## İncelenecek Metin
2019’un Aralık ayında Çin’de ilk kez görülen bir virüs dünyayı 3 yıldır etkiliyor.

8 Ekim 2022 tarihi itibariyle dünya genelinde 621 milyon vaka sayısı ve 6,56 milyon vefat sayısı, virüsün ne denli yaygın olduğunu kanıtlar nitelikte.

Ülkemizde de maalesef bugüne dek 16,9 milyon vaka sayısına ve 101 bin kişinin vefat etmesine neden oldu. Elbette ki bunlar resmi kayıtlı olanlar. Pek çok kişinin hastanelere gitmeden, test yaptırmadan hastalık sürecini evde atlatmaya çalıştığı da bir gerçek.

Peki pandemi sürecine kısaca bakacak olursak, neler geldi ve neler geçti, neler öğrenildi, gerçekten öğrenildi mi?

Bu süreçte, pek çok sorunla karşılaşıldı, global ekonomik dengeleri olumsuz etkilendi. Dünya daha önce de çeşitli salgınlarla mücadele etmek zorunda kalmış olsa bile, bu virüse karşı oldukça hazırlıksız yakalandı ve virüs hızla yayıldı.

Küreselleşmenin belki de olumsuz bir yansıması olarak; ülkelerin birbirine bağımlılık derecelerinin fazla olması da bir ülkede yaşanan olumsuz süreçlerin başka ülkelerde de görülmesini hızlandırdı.

Öyle ki, ülkeler üretimlerini durdurma, ticari faaliyetlerini askıya alma, sokağa çıkma yasağı gibi günlük hayatta sıkı tedbirler uygulama, uluslararası uçuşları iptal etme, toplu halde katılımların gerçekleşeceği sosyal faaliyetlerin durdurulması gibi pek çok konuda mücadele verdi. Ekonomiden sosyal yaşama hayatın donma noktasına geldiği ülkeler, şehirler bile oldu.

(Bir veri kaynağından alınan kayıtlar)
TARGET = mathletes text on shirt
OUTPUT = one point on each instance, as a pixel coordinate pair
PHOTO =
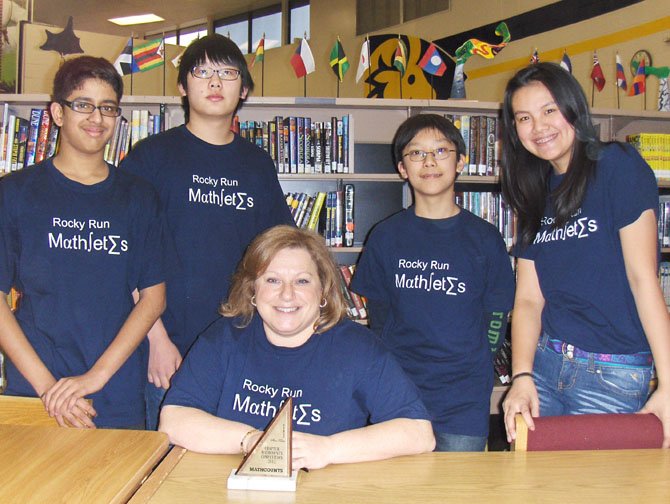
(431, 277)
(87, 235)
(250, 403)
(219, 191)
(579, 227)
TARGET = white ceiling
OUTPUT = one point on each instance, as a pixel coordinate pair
(92, 15)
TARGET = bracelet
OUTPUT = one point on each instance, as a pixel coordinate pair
(519, 375)
(244, 438)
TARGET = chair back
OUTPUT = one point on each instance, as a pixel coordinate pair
(589, 432)
(24, 411)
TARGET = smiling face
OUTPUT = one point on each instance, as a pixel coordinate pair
(212, 97)
(431, 177)
(86, 133)
(287, 295)
(541, 127)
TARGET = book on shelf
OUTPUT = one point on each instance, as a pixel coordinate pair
(301, 145)
(655, 150)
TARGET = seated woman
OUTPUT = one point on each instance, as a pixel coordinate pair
(284, 334)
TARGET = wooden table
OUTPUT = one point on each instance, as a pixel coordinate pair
(58, 465)
(611, 477)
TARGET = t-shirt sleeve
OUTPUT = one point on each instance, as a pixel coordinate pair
(7, 243)
(386, 392)
(195, 384)
(632, 184)
(368, 279)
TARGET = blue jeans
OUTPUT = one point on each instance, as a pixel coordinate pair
(153, 399)
(570, 386)
(459, 442)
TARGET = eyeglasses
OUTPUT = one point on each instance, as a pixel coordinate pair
(89, 108)
(223, 73)
(438, 154)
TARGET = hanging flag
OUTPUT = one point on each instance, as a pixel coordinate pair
(432, 62)
(566, 64)
(620, 75)
(124, 63)
(597, 75)
(458, 85)
(149, 55)
(364, 60)
(338, 60)
(302, 59)
(663, 95)
(475, 46)
(638, 86)
(400, 58)
(260, 51)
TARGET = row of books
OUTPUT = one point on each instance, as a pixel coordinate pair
(26, 141)
(331, 214)
(356, 304)
(655, 150)
(126, 134)
(300, 145)
(481, 135)
(491, 207)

## Çalışma Görevi A
Aşağıdaki ifadelerin her biri pandemi metniyle uyuşuyor mu? Her birine evet ya da hayır diye cevap verin ve metindeki belirleyici sözleri aynen alıntılayın.
(i) Virüs ilk kez 2020 yılında görüldü.
(ii) 8 Ekim 2022 itibarıyla dünya genelindeki vefat sayısı 6,56 milyondur.
(iii) "Ülkemizde" diye anılan yerdeki vaka ve vefat rakamları resmi kayıtlara dayanır.
## Çalışma Görevi B
Pandemi metnine göre virüs "Ülkemizde" bugüne dek kaç kişinin vefat etmesine neden oldu?
## Çalışma Görevi C
Pandemi metninde "Öyle ki, ülkeler üretimlerini durdurma" diye başlayan paragrafı, ana bilgilerini koruyarak madde listesine dönüştürün.

## Yanıt A
(i) Hayır: "2019’un Aralık ayında Çin’de ilk kez görülen bir virüs"
(ii) Evet: "8 Ekim 2022 tarihi itibariyle dünya genelinde 621 milyon vaka sayısı ve 6,56 milyon vefat sayısı"
(iii) Evet: "Elbette ki bunlar resmi kayıtlı olanlar."

## Yanıt B
101 bin kişinin vefat etmesine neden oldu.

## Yanıt C
Ülkelerin mücadele verdiği konular:
- Üretimi durdurma
- Ticari faaliyetleri askıya alma
- Sokağa çıkma yasağı gibi sıkı günlük tedbirler uygulama
- Uluslararası uçuşları iptal etme
- Toplu katılımlı sosyal faaliyetleri durdurma

Bazı ülke ve şehirlerde ekonomiden sosyal yaşama kadar hayat donma noktasına geldi.